Problem:
Reproduce the records below word for word, keeping every line unchanged and in its original order.

Stored data:
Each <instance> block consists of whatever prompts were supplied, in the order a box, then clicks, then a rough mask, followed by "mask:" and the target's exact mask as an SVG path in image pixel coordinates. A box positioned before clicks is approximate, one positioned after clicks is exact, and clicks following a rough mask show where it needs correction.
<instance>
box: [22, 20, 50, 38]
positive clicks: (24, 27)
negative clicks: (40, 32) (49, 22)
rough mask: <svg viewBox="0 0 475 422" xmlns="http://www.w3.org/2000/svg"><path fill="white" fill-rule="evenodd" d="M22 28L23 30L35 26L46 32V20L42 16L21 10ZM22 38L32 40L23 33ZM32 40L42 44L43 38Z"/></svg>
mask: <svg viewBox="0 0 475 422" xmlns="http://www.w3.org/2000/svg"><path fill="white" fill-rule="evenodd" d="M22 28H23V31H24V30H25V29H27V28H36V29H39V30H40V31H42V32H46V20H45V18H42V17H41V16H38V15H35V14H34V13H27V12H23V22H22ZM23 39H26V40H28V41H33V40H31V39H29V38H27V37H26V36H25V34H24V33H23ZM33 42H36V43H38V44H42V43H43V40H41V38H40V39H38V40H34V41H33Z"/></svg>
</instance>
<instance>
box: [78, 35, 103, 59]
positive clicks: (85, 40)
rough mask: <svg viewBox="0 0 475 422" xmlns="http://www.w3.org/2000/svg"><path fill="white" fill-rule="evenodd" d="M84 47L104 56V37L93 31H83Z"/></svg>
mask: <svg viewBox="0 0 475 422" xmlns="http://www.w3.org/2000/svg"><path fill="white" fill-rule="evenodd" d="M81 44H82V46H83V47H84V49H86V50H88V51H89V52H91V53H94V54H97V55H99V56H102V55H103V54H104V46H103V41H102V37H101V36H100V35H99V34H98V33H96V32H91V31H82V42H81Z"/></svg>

Exercise answer:
Each <instance> block consists of whatever prompts were supplied, in the order a box, then clicks, then a rough mask, followed by "mask:" and the target's exact mask as an SVG path in image pixel coordinates. A box positioned before clicks is approximate, one positioned after clicks is exact, and clicks following a rough mask show where it needs correction.
<instance>
box: [22, 20, 50, 38]
positive clicks: (24, 27)
negative clicks: (40, 32) (49, 22)
rough mask: <svg viewBox="0 0 475 422" xmlns="http://www.w3.org/2000/svg"><path fill="white" fill-rule="evenodd" d="M22 28L23 30L35 26L46 32V20L42 16L21 10ZM22 38L32 40L23 33ZM32 40L42 44L43 38Z"/></svg>
mask: <svg viewBox="0 0 475 422" xmlns="http://www.w3.org/2000/svg"><path fill="white" fill-rule="evenodd" d="M22 28H23V31H24V30H25V29H27V28H36V29H39V30H40V31H42V32H46V20H45V18H42V17H41V16H38V15H35V14H34V13H27V12H23V22H22ZM23 39H26V40H28V41H33V40H31V39H29V38H27V37H26V36H25V34H24V33H23ZM33 42H36V43H38V44H42V43H43V40H41V38H40V39H38V40H34V41H33Z"/></svg>
</instance>
<instance>
box: [78, 35, 103, 59]
positive clicks: (85, 40)
rough mask: <svg viewBox="0 0 475 422" xmlns="http://www.w3.org/2000/svg"><path fill="white" fill-rule="evenodd" d="M84 47L104 56V37L93 31H83Z"/></svg>
mask: <svg viewBox="0 0 475 422" xmlns="http://www.w3.org/2000/svg"><path fill="white" fill-rule="evenodd" d="M81 44H82V46H83V47H84V49H86V50H88V51H89V52H91V53H94V54H97V55H99V56H102V55H103V54H104V46H103V41H102V37H101V36H100V35H99V34H98V33H96V32H91V31H82V42H81Z"/></svg>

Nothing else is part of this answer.